TO BE DONE
Return, with no changes, every line of the records from the one holding "Reviewer note: verify one keypoint per instance of the street" through the last line of the records, both ends included.

-- Start --

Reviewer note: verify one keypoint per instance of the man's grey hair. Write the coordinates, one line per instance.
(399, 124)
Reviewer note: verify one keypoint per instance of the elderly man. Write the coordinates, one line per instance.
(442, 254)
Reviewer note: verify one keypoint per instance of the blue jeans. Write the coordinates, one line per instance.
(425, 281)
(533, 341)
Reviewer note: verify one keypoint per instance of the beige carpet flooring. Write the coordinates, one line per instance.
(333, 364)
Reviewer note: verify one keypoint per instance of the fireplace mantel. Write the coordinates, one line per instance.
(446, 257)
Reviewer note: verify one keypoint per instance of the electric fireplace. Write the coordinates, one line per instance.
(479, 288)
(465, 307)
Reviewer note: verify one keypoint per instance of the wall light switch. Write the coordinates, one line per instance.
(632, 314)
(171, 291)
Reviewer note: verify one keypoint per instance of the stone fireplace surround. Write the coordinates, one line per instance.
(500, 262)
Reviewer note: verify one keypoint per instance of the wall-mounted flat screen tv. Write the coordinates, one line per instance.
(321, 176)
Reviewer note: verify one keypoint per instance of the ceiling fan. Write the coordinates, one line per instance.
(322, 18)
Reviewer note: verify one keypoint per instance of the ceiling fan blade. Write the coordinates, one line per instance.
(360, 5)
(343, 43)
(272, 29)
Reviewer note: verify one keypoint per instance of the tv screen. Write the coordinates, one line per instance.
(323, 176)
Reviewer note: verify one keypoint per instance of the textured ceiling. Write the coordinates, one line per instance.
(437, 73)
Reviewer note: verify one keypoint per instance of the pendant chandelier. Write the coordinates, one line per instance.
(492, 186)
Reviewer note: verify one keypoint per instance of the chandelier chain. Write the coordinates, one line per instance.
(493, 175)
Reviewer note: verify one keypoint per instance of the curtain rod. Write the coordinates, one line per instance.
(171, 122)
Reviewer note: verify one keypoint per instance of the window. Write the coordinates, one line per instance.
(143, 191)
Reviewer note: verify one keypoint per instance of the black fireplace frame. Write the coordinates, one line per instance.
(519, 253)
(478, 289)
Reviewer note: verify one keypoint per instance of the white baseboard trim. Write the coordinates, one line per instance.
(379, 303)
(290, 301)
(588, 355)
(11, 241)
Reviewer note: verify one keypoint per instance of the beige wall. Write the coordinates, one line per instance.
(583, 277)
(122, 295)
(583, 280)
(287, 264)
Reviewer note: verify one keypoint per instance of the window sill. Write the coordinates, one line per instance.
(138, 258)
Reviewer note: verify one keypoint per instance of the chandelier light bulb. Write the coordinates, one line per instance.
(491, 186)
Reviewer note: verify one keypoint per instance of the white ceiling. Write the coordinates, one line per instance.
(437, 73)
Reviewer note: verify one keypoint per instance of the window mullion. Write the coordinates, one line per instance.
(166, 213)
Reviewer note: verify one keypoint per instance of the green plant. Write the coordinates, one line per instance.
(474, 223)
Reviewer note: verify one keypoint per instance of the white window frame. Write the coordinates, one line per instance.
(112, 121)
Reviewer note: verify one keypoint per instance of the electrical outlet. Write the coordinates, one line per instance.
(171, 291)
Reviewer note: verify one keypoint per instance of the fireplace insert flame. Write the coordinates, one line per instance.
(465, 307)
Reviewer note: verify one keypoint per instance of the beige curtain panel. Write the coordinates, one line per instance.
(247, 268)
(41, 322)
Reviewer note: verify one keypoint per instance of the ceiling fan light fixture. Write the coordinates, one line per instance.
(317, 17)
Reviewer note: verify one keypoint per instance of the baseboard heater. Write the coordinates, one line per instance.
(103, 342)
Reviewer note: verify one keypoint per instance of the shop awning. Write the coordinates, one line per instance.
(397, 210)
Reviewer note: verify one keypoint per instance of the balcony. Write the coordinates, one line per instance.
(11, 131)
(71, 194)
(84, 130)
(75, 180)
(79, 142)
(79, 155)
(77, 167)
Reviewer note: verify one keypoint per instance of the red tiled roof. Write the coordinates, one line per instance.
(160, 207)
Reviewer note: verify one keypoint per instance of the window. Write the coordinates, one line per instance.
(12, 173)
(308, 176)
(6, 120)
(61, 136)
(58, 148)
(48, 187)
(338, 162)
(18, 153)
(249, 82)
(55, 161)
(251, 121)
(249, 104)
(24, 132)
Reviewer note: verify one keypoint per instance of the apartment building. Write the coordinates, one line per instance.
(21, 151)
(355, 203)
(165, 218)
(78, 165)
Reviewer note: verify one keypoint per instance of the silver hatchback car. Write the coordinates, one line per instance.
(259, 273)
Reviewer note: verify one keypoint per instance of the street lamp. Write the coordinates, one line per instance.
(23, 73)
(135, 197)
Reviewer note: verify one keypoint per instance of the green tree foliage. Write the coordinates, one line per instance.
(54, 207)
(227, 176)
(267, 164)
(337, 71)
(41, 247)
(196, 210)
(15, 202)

-- End --

THE SOLUTION
Reviewer note: verify one keypoint per instance of the street lamp. Write the coordinates, one line per instance.
(23, 73)
(135, 197)
Reviewer note: verify one keypoint per instance of the green tree foliage. Write the coordinates, one line per instance.
(54, 207)
(227, 176)
(267, 164)
(337, 71)
(41, 247)
(196, 210)
(15, 202)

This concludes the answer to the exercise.